• **WHAT YOU SHOULD DO**
Starting at the line that contains "for the arched", print every remaining line of the entries, unchanged, and output nothing more.

• **DATA UNDER STUDY**
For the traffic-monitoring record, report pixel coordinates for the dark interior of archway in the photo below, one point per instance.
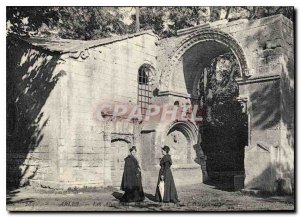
(223, 143)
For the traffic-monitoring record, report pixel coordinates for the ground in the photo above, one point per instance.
(198, 197)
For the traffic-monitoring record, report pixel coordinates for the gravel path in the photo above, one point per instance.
(193, 198)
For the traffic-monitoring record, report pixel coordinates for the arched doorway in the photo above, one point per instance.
(222, 143)
(182, 137)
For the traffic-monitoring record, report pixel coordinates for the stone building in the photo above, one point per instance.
(55, 86)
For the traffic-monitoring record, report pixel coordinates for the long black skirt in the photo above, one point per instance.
(133, 195)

• **EXPECTED OUTPUT**
For the traffic-monitoring record, report pixel coordinates for the arched doorway in the photo above, one point per instance.
(222, 143)
(182, 137)
For the traffic-monitoring record, report pixel coordinates for the stone building in the photo above, one point per instance.
(55, 86)
For the traffic-monitoring record, report pixel coordinates for the long black skirt in the photo above, one point per instance.
(133, 195)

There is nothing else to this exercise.